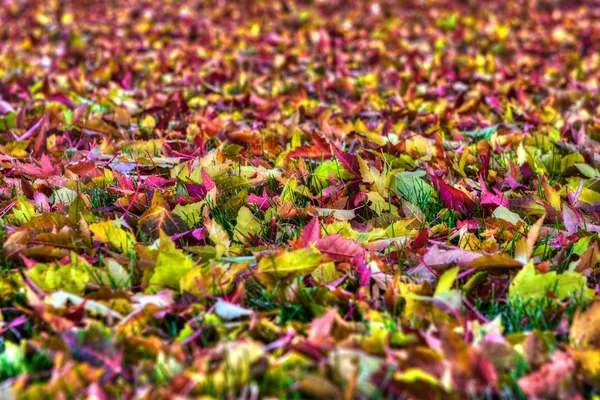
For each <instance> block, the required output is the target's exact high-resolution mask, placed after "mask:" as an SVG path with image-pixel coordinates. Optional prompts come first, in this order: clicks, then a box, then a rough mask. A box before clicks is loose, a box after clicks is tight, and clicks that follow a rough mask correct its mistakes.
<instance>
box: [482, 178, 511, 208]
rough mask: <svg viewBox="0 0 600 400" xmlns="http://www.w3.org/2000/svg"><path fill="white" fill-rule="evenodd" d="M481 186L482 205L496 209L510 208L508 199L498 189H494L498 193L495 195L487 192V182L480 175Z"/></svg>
mask: <svg viewBox="0 0 600 400" xmlns="http://www.w3.org/2000/svg"><path fill="white" fill-rule="evenodd" d="M479 186H481V201H480V203H481V205H484V206H488V207H490V208H496V207H498V206H502V207H508V198H507V197H506V196H504V194H502V192H501V191H499V190H498V189H496V188H494V191H495V193H496V194H495V195H494V194H492V193H491V192H490V191H489V190H487V187H486V186H485V181H484V180H483V177H482V176H481V175H479Z"/></svg>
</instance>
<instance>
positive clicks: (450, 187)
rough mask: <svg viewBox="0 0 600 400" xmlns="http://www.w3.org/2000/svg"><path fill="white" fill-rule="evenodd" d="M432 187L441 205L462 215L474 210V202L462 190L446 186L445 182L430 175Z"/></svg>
mask: <svg viewBox="0 0 600 400" xmlns="http://www.w3.org/2000/svg"><path fill="white" fill-rule="evenodd" d="M429 177H430V178H431V181H432V182H433V186H434V187H435V188H436V189H437V190H438V191H439V192H440V201H441V202H442V204H443V205H445V206H446V207H448V208H451V209H453V210H455V211H458V212H460V213H463V214H469V213H470V212H471V211H473V209H474V208H475V202H474V201H473V200H472V199H471V198H470V197H469V196H467V194H466V193H465V192H463V191H462V190H458V189H455V188H453V187H452V186H450V185H448V184H447V183H446V182H444V181H443V180H441V179H440V178H438V177H436V176H435V175H432V174H430V175H429Z"/></svg>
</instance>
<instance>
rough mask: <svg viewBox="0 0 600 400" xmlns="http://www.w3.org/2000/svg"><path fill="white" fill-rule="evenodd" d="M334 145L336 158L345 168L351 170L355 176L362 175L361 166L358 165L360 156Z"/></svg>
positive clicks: (352, 173) (334, 149) (350, 171)
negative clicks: (360, 172) (336, 146)
mask: <svg viewBox="0 0 600 400" xmlns="http://www.w3.org/2000/svg"><path fill="white" fill-rule="evenodd" d="M332 147H333V153H334V154H335V158H337V160H338V161H339V162H340V164H342V166H343V167H344V168H346V169H347V170H348V172H351V173H352V174H353V175H355V176H360V167H359V165H358V157H356V154H350V153H348V152H345V151H342V150H340V149H338V148H337V147H336V146H332Z"/></svg>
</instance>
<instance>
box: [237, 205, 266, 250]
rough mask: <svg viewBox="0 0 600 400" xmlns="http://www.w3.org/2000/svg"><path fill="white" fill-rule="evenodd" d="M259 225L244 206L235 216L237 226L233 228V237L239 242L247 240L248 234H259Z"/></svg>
mask: <svg viewBox="0 0 600 400" xmlns="http://www.w3.org/2000/svg"><path fill="white" fill-rule="evenodd" d="M260 229H261V225H260V222H259V220H258V218H256V217H255V216H254V215H253V214H252V211H250V209H249V208H248V207H246V206H243V207H241V208H240V211H239V212H238V216H237V224H236V226H235V230H236V232H235V236H236V238H237V239H238V240H240V241H241V242H246V241H247V240H248V237H249V234H252V235H257V234H258V233H259V232H260Z"/></svg>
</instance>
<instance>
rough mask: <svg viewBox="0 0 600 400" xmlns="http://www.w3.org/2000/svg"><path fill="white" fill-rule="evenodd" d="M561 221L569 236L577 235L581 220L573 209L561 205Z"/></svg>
mask: <svg viewBox="0 0 600 400" xmlns="http://www.w3.org/2000/svg"><path fill="white" fill-rule="evenodd" d="M563 221H564V224H565V228H566V229H567V232H569V235H572V234H574V233H577V230H578V229H579V225H581V220H580V219H579V216H578V215H577V213H576V212H575V211H573V209H572V208H571V207H569V206H567V205H566V204H564V203H563Z"/></svg>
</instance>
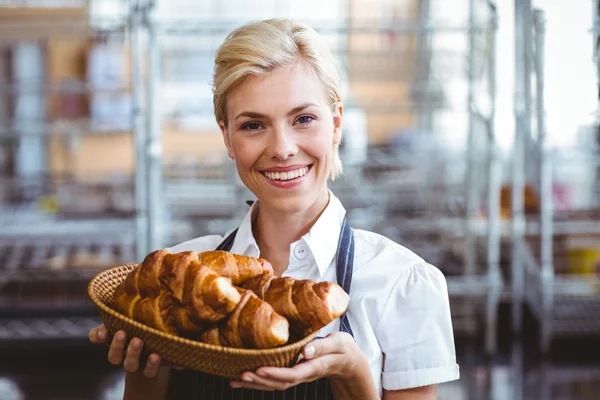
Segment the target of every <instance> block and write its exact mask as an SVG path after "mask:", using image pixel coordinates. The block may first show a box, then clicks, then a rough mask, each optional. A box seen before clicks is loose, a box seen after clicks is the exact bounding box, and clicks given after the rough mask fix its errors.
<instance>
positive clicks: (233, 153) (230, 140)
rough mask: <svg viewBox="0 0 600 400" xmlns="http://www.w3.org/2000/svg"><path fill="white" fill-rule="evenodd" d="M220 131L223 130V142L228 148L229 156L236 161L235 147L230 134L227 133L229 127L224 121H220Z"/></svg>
mask: <svg viewBox="0 0 600 400" xmlns="http://www.w3.org/2000/svg"><path fill="white" fill-rule="evenodd" d="M219 129H221V134H222V135H223V142H224V143H225V147H227V155H229V158H231V159H232V160H234V159H235V153H234V152H233V147H232V146H231V139H230V138H229V132H227V127H226V126H225V122H224V121H219Z"/></svg>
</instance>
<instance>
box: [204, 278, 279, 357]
mask: <svg viewBox="0 0 600 400" xmlns="http://www.w3.org/2000/svg"><path fill="white" fill-rule="evenodd" d="M199 340H200V341H202V342H205V343H210V344H214V345H219V346H228V347H238V348H246V349H268V348H273V347H277V346H280V345H283V344H285V343H287V341H288V340H289V323H288V321H287V320H286V319H285V318H284V317H282V316H281V315H279V314H277V313H276V312H275V311H274V310H273V308H272V307H271V306H270V305H269V304H268V303H266V302H265V301H262V300H261V299H259V298H258V297H257V296H256V294H254V293H253V292H252V291H250V290H246V291H244V292H243V294H242V299H241V300H240V302H239V303H238V305H237V307H236V308H235V309H234V310H233V312H232V313H231V314H230V315H229V316H228V317H227V318H225V319H224V320H223V321H221V322H220V323H219V324H217V325H215V326H214V327H212V328H210V329H208V330H207V331H205V332H204V333H202V334H201V335H200V336H199Z"/></svg>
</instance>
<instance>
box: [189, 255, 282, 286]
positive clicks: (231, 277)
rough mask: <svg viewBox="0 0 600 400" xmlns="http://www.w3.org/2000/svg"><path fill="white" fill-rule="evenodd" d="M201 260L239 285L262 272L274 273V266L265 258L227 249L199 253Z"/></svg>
mask: <svg viewBox="0 0 600 400" xmlns="http://www.w3.org/2000/svg"><path fill="white" fill-rule="evenodd" d="M198 258H199V260H200V262H201V263H202V264H204V265H206V266H208V267H210V268H212V269H213V270H214V271H215V272H216V273H218V274H219V275H221V276H225V277H227V278H230V279H231V282H232V283H233V284H234V285H236V286H239V285H241V284H243V283H244V282H246V281H247V280H248V279H250V278H252V277H254V276H257V275H262V274H270V275H272V274H273V267H272V266H271V264H270V263H269V262H268V261H267V260H264V259H261V258H254V257H246V256H241V255H238V254H232V253H229V252H226V251H220V250H216V251H207V252H203V253H200V254H198Z"/></svg>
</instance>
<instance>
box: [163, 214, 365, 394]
mask: <svg viewBox="0 0 600 400" xmlns="http://www.w3.org/2000/svg"><path fill="white" fill-rule="evenodd" d="M236 233H237V229H236V230H235V231H234V232H233V233H231V234H230V235H229V236H228V237H227V238H226V239H225V240H224V241H223V242H222V243H221V244H220V245H219V247H217V250H225V251H229V250H231V247H232V245H233V241H234V239H235V235H236ZM336 254H337V258H336V274H337V282H338V284H339V285H340V286H341V287H342V288H343V289H344V290H345V291H346V293H350V283H351V282H352V269H353V262H354V236H353V234H352V228H350V226H349V225H348V222H347V221H346V219H345V218H344V222H343V225H342V231H341V234H340V238H339V241H338V249H337V253H336ZM340 331H342V332H346V333H349V334H350V335H352V336H354V334H353V333H352V328H351V327H350V322H349V321H348V316H347V315H346V314H344V315H342V316H341V317H340ZM167 398H168V399H172V400H263V399H264V400H292V399H293V400H315V399H316V400H325V399H333V395H332V393H331V388H330V387H329V381H328V380H327V378H321V379H318V380H316V381H314V382H309V383H302V384H300V385H297V386H294V387H291V388H289V389H287V390H285V391H277V390H276V391H260V390H252V389H232V388H231V387H230V386H229V379H227V378H223V377H220V376H214V375H209V374H205V373H203V372H198V371H191V370H179V371H178V370H171V379H170V381H169V390H168V395H167Z"/></svg>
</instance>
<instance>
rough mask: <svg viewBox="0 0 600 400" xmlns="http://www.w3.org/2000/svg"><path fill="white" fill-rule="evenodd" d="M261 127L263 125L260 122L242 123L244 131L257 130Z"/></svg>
◆ ◆ ◆
> **Problem description**
Scanning the material above, work out how many lines contain the word "positive" and reply with the number only.

> **Output for this exercise**
4